* [EXERCISE]: The full set of records must be returned exactly, character for character.

* [DATA UNDER STUDY]:

————

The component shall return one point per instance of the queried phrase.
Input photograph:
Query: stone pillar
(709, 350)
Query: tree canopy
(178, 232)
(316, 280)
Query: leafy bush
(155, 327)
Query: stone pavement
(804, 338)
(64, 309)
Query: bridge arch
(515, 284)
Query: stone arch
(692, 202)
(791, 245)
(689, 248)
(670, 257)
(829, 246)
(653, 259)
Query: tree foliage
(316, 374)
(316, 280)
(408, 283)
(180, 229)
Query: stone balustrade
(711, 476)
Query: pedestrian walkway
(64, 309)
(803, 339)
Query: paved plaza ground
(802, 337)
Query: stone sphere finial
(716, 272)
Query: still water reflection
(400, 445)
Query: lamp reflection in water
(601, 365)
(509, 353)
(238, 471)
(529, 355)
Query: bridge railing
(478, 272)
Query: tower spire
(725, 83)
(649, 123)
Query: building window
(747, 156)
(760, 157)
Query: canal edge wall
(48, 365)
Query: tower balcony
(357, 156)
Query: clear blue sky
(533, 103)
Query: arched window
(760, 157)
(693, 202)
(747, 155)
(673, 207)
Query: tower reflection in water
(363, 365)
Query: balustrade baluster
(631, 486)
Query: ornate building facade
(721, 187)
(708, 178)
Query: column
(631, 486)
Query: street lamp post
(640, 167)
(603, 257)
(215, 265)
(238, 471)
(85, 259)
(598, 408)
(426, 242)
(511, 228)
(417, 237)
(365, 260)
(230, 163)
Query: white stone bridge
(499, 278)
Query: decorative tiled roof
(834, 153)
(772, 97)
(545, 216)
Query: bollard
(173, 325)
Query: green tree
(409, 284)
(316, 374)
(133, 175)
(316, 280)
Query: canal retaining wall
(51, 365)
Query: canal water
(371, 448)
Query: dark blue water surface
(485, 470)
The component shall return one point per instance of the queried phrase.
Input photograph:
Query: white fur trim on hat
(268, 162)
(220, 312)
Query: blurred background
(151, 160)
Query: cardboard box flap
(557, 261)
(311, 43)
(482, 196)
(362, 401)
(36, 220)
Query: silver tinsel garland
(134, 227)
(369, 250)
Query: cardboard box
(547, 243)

————

* [SOLUTION FOR THIS TASK]:
The component shall return one point per instance of the queried phrase.
Input photograph:
Query: stone pillar
(709, 350)
Query: tree canopy
(178, 232)
(316, 280)
Query: leafy bush
(155, 327)
Query: stone pavement
(804, 338)
(64, 309)
Query: bridge arch
(515, 284)
Query: stone arch
(692, 202)
(791, 245)
(689, 248)
(670, 257)
(829, 246)
(653, 259)
Query: tree foliage
(316, 374)
(316, 280)
(408, 283)
(180, 229)
Query: stone balustrade
(711, 476)
Query: pedestrian walkway
(64, 309)
(803, 339)
Query: paved plaza ground
(802, 337)
Query: stone sphere finial
(716, 272)
Query: still water reflection
(400, 445)
Query: lamp reflection in water
(601, 365)
(509, 353)
(238, 471)
(529, 355)
Query: bridge railing
(478, 272)
Query: tower spire
(725, 83)
(649, 123)
Query: building window
(747, 156)
(760, 157)
Query: canal edge wall
(48, 365)
Query: tower balcony
(357, 156)
Query: clear blue sky
(533, 103)
Query: arched window
(760, 157)
(693, 202)
(747, 155)
(673, 207)
Query: tower reflection in water
(363, 365)
Query: balustrade baluster
(631, 486)
Query: ornate building facade
(721, 187)
(708, 178)
Query: column
(631, 486)
Query: street lamp post
(640, 167)
(603, 257)
(215, 265)
(238, 471)
(85, 259)
(598, 408)
(426, 242)
(511, 228)
(417, 237)
(365, 260)
(230, 163)
Query: white stone bridge
(499, 278)
Query: decorative tiled roof
(834, 153)
(772, 97)
(545, 216)
Query: bollard
(173, 325)
Query: green tree
(409, 284)
(316, 374)
(133, 175)
(316, 280)
Query: canal retaining wall
(51, 365)
Query: canal water
(371, 448)
Query: dark blue water surface
(485, 470)
The component shall return one point per instance of the queried phrase.
Input photograph:
Query: white fur trim on hat
(268, 162)
(220, 312)
Query: blurred background
(151, 160)
Query: cardboard box flap
(557, 261)
(311, 43)
(482, 196)
(362, 401)
(36, 220)
Query: silver tinsel garland
(134, 227)
(369, 250)
Query: cardboard box
(547, 243)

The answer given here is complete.